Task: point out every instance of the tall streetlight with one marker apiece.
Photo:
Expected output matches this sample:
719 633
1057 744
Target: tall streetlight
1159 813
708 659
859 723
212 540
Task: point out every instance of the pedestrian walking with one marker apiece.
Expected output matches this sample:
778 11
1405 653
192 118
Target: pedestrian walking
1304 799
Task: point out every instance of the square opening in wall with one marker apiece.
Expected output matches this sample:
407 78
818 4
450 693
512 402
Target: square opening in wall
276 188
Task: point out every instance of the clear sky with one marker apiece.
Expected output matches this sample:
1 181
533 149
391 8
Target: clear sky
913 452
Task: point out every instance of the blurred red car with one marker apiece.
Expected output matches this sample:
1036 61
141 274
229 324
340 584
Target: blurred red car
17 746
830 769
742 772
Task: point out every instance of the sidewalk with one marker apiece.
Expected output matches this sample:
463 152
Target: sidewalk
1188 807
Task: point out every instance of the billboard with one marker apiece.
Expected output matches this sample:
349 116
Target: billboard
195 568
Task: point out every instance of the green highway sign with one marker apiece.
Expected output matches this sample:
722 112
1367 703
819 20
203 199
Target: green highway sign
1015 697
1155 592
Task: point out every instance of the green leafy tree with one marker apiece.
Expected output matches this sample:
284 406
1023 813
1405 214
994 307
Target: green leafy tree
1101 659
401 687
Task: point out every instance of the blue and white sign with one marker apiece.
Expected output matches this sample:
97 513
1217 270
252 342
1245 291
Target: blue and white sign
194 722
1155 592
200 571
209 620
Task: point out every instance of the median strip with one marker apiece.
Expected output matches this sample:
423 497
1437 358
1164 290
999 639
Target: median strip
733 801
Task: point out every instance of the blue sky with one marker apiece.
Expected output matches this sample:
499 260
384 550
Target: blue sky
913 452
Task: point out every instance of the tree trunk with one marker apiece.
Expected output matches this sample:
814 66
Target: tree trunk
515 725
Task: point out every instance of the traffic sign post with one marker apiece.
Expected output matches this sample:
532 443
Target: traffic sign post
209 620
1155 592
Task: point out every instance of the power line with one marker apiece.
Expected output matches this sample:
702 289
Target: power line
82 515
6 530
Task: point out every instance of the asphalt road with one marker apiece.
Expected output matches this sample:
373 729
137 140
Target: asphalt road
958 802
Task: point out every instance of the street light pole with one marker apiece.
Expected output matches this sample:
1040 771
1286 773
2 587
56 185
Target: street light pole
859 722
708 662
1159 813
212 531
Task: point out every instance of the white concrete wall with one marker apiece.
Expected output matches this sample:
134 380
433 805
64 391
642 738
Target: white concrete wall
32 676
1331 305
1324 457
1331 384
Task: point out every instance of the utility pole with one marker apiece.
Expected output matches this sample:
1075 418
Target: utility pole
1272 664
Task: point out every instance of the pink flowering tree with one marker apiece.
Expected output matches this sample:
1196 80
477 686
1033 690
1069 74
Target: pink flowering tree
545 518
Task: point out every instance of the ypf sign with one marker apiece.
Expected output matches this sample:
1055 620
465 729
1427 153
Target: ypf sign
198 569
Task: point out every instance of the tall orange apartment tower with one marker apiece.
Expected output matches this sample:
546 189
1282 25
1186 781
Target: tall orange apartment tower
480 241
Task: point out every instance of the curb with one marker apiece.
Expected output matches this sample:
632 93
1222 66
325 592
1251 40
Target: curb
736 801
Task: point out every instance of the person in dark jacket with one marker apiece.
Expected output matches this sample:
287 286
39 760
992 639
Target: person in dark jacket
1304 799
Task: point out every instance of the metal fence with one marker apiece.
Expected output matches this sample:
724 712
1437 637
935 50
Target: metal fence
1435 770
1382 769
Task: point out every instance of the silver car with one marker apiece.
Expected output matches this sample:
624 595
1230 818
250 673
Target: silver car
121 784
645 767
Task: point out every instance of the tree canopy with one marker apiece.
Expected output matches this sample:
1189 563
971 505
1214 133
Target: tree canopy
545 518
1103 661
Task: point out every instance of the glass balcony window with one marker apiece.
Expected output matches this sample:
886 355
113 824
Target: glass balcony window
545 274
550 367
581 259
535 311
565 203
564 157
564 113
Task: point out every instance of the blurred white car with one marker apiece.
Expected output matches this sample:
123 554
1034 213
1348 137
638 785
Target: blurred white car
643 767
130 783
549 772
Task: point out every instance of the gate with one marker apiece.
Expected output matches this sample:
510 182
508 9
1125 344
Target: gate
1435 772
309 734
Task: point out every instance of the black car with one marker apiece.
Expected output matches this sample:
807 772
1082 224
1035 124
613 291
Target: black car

• _Your goal_
Without changing a word, write out each entry again.

• _Reply to the exercise_
Task: point out every instance of the tall streetlight with one marker apiece.
Photo:
Expected output matches this sample:
719 633
1057 744
Target: tall streetlight
1159 813
708 659
859 723
212 540
Task: point out every instance of the pedestrian walking with one marker apiece.
Expected output matches this sample:
778 11
1405 653
192 118
Target: pedestrian walking
1304 799
Task: point out every instance of the square opening in wall with one marker apiece.
Expected output matches this sample:
407 78
818 4
450 693
512 402
Target: square opening in wall
276 188
Task: point out every instance of the clear sky with one marker apiece.
Expected output matches this sample:
1 181
533 149
391 8
Target: clear sky
913 452
Task: point out every instance of the blurred red car with one marker apiece.
Expected output matches this sample:
1036 61
141 274
229 324
340 584
Target: blurred red car
17 746
830 769
742 772
Task: point out every instance of the sidewalk with one marker apiece.
Expected output matches this sample:
463 152
Target: sidewalk
1188 807
Task: point out every instance of the billboard with one marker apiece.
Expected output matches this sample:
349 116
Target: billboard
195 568
Task: point out every instance of the green highway sign with one marker apiece.
Expected output matches this sample:
722 112
1367 703
819 20
203 199
Target: green highway sign
1015 697
1155 592
Task: point out every instance of the green leafy tree with one marker apiece.
Expected output matches this sample:
284 406
1023 813
1405 214
994 307
Target: green leafy tree
1101 659
401 687
Task: point out every instance of the blue and white sign with one marker apiece.
Expected output matches this sample:
97 513
1217 270
252 342
1245 291
Target: blue and white sign
194 722
1155 592
200 571
209 620
Task: point out every instance of the median strip with one marker apiece.
Expected output matches this sample:
423 497
1437 358
1164 290
999 639
Target: median strip
733 801
Task: point out every instance of the blue sky with one marker apiece.
Expected output matches this sample:
499 260
384 550
Target: blue sky
913 452
Task: point out every instance of the tree trunk with one marker apiece.
Expected output matches this sample:
814 66
Target: tree trunk
515 725
Task: point out every instance of the traffic sign post with one marker apiece.
Expected output matches this sample:
532 443
Target: traffic sign post
209 620
1155 592
Task: point out every instance of the power line with one marker apiece.
Expected output matches this sample:
702 289
Target: power line
82 515
6 530
Task: point out every instance of the asphalt road with one marker apiece.
Expected output matches this sample:
373 729
137 140
Target: asphalt road
958 802
Task: point out every instance of the street light pole with one marker apiece.
Expected output matches this sample:
1040 771
1286 773
2 587
56 185
Target: street light pole
859 722
708 662
1159 813
212 531
Task: point out every instance of the white concrete wall with one marker apiece.
Expected output matches this sample:
134 380
433 805
64 391
642 738
Target: white concrete wall
32 676
1331 305
1324 457
1331 384
Task: point out every instance of the utility pole with one marker apiece.
Expected output matches this sample:
1075 418
Target: utility pole
1272 664
Task: point out every instance of the pink flowering tree with one marker apiece.
Expected output matches this sample:
1196 80
477 686
1033 690
1069 74
Target: pink flowering tree
545 518
Task: point out every instance of the ypf sign with one marker apiece.
Expected output matches this sample:
1055 620
465 729
1427 153
Target: ypf sign
198 569
Task: point out every instance of the tall orange apartment tower with one marker apiece.
Expected output matches this sample:
546 189
1282 25
1186 781
Target: tall orange apartment tower
480 241
Task: point out every instance of the curb with one marker apiece.
Expected output matches this sample:
632 93
1222 66
325 592
1251 40
Target: curb
736 801
Task: point out every instance of the person in dark jacket with one marker apiece.
Expected output matches this sample:
287 286
39 760
992 639
Target: person in dark jacket
1304 799
Task: point out every instance of the metal fence with one marker apiece.
Expected output matches this sample:
724 712
1437 637
935 50
Target: metal fence
1435 770
1382 769
Task: point out every instance of the silver car with one marker apiece.
Expected output matches this sample:
624 595
1230 818
250 673
Target: silver car
121 784
645 767
Task: point out every instance of the tree canopy with one marker apiece.
Expected output matches this sample:
1189 563
971 505
1214 133
Target: tree canopy
545 518
1103 661
Task: point out every instance of the glass balcony window with one marker apiece.
Expected output matches this sample:
886 355
113 824
Target: glass balcony window
545 274
550 367
581 259
535 311
565 203
564 157
564 113
Task: point out every instance of the blurred white car with one marker apiece.
Expected output matches this sample:
123 554
1034 213
1348 137
638 785
Target: blurred white car
643 767
130 783
549 772
Task: point out every instance of the gate with one marker apiece.
Expected output matches this sample:
510 182
508 9
1125 344
Target: gate
1435 772
309 734
Task: point out every instance of the black car with one marker apiece.
Expected output matches this sample:
807 772
1082 224
1035 124
613 291
Target: black car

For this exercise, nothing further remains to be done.